[Opening Exercise data section]

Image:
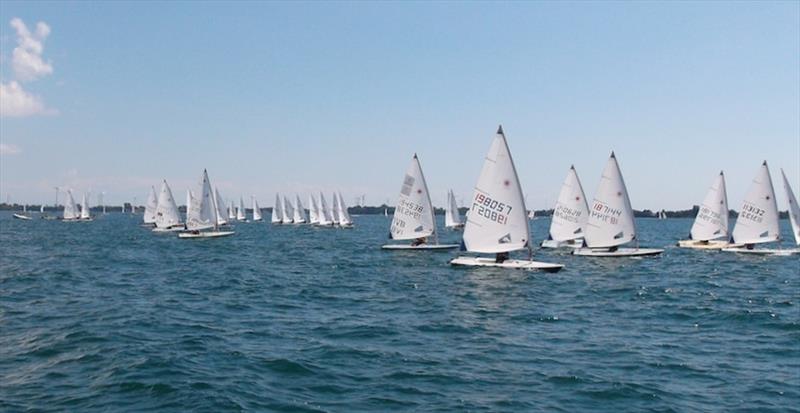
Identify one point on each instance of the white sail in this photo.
(70, 209)
(288, 211)
(256, 210)
(240, 216)
(497, 221)
(344, 216)
(313, 210)
(325, 215)
(299, 215)
(167, 211)
(452, 218)
(712, 218)
(611, 222)
(413, 214)
(85, 207)
(150, 207)
(571, 211)
(219, 201)
(758, 217)
(794, 209)
(202, 211)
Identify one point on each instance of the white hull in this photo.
(205, 234)
(620, 252)
(513, 264)
(706, 245)
(428, 247)
(764, 251)
(573, 243)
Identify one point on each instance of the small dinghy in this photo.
(710, 228)
(414, 215)
(497, 222)
(201, 221)
(569, 215)
(758, 221)
(611, 222)
(168, 218)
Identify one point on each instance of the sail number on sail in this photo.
(491, 209)
(604, 213)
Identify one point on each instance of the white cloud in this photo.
(9, 149)
(16, 102)
(27, 59)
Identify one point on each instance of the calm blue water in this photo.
(106, 316)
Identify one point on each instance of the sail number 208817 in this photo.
(491, 209)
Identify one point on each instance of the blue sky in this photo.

[Closing Exercise data section]

◆ Task description:
Write out every line, unchanged, from the one containing "Identify one point on each instance of the sail number on" through the closing line of the data.

◆ Reply:
Identify one point on each instance of the sail number on sail in this photo.
(491, 209)
(604, 213)
Identify one point on each instance of the white cloud in this photo.
(9, 149)
(16, 102)
(27, 59)
Identify one point on each instance of the calm blue water in this photo.
(106, 316)
Identify one point on each instance of the sail number 208817 in this photo.
(491, 209)
Identify one point on each instance of the blue sky in this photo.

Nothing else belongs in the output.